[What the exercise asks]:
For each entry below, output it exactly as it stands.

(Records from a data collection)
== Segment start ==
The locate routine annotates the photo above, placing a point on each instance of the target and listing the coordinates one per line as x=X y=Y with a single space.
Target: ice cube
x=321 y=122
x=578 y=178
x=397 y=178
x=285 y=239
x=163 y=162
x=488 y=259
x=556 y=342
== Segment end ==
[Task result]:
The locate routine annotates the photo above, placing a point on each instance of the target and listing the coordinates one per line as x=X y=Y with a single space.
Target: ice cube
x=321 y=122
x=578 y=178
x=397 y=178
x=285 y=239
x=163 y=162
x=488 y=259
x=556 y=342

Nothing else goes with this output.